§ **What is being asked**:
Find each line in the rows below that contains the string "negative" and copy those lines in full.

────────

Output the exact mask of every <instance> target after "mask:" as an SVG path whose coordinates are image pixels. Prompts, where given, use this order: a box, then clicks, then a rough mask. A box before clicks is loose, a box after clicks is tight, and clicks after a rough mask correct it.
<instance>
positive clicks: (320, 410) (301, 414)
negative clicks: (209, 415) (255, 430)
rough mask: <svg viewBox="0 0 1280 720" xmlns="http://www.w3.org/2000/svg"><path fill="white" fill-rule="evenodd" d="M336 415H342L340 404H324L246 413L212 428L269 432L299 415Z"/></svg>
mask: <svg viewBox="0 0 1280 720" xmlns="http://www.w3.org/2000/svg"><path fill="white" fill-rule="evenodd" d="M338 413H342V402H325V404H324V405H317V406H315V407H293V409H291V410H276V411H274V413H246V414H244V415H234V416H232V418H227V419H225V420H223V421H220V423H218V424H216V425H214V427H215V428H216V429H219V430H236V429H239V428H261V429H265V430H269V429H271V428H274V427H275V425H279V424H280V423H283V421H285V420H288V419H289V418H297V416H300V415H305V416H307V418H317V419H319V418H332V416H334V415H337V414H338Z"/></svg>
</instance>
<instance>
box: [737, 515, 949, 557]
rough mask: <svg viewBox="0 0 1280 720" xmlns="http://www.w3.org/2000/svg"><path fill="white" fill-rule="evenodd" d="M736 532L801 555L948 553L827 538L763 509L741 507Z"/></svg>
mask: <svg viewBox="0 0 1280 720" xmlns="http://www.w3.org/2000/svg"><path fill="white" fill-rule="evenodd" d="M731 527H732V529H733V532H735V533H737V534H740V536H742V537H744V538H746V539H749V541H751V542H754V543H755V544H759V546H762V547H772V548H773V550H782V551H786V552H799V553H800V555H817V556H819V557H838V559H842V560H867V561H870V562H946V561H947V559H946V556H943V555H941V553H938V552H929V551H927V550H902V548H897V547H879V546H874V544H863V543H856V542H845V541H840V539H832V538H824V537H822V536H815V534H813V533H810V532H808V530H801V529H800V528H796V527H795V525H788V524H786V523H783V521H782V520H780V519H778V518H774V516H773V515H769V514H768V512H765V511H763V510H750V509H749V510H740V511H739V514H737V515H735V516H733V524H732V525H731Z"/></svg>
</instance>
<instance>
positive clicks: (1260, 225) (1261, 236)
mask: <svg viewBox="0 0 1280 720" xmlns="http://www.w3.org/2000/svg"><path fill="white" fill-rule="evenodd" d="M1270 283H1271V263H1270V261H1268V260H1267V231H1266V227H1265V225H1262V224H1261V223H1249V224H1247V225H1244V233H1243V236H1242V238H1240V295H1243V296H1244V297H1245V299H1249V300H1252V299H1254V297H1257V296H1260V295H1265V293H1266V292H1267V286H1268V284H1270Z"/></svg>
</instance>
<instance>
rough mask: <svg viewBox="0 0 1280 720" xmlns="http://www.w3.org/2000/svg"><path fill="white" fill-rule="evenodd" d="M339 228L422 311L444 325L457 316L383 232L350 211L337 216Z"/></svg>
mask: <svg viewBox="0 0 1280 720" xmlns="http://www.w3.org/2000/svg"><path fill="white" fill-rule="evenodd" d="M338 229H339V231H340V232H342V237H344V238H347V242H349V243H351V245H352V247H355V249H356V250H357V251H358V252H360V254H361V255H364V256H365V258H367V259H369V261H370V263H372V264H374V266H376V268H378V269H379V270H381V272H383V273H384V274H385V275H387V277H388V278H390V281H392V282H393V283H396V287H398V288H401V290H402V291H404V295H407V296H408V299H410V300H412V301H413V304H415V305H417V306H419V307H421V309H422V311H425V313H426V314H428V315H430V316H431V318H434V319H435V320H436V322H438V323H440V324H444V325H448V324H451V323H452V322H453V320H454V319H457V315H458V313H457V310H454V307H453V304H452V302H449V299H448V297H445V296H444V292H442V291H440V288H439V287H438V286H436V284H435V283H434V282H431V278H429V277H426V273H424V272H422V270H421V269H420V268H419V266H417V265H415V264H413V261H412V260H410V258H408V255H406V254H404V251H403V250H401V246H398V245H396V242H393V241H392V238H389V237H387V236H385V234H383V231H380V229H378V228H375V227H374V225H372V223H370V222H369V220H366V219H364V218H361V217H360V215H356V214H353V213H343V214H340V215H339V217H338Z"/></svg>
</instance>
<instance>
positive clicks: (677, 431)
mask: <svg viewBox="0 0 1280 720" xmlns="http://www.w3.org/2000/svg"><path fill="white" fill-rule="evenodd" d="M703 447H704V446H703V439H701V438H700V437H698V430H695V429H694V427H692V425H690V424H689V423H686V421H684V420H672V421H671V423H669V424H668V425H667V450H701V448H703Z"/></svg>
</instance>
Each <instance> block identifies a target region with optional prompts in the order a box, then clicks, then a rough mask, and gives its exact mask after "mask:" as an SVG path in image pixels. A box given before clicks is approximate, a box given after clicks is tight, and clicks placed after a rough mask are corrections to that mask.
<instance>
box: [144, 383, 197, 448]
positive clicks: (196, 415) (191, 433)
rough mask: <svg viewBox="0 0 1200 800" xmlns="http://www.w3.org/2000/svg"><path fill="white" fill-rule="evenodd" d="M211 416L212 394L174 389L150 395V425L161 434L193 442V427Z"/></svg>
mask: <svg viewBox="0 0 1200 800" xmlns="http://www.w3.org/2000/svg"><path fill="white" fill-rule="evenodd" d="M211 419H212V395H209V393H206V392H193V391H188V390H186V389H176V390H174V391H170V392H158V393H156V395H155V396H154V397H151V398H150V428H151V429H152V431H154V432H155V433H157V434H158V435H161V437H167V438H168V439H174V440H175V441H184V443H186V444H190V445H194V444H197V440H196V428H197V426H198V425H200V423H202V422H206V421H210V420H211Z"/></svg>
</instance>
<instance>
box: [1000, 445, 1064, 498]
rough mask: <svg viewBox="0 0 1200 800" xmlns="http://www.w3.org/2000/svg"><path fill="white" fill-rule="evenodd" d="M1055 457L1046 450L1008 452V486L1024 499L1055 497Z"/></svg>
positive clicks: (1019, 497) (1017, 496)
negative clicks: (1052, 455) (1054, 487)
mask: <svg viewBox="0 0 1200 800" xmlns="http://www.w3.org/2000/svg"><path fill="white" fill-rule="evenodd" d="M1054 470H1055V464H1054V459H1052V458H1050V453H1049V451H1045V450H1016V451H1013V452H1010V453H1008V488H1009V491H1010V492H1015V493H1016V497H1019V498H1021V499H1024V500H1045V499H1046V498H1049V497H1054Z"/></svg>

────────

§ **Finished task**:
negative clicks: (209, 415) (255, 430)
negative clicks: (1052, 455) (1054, 487)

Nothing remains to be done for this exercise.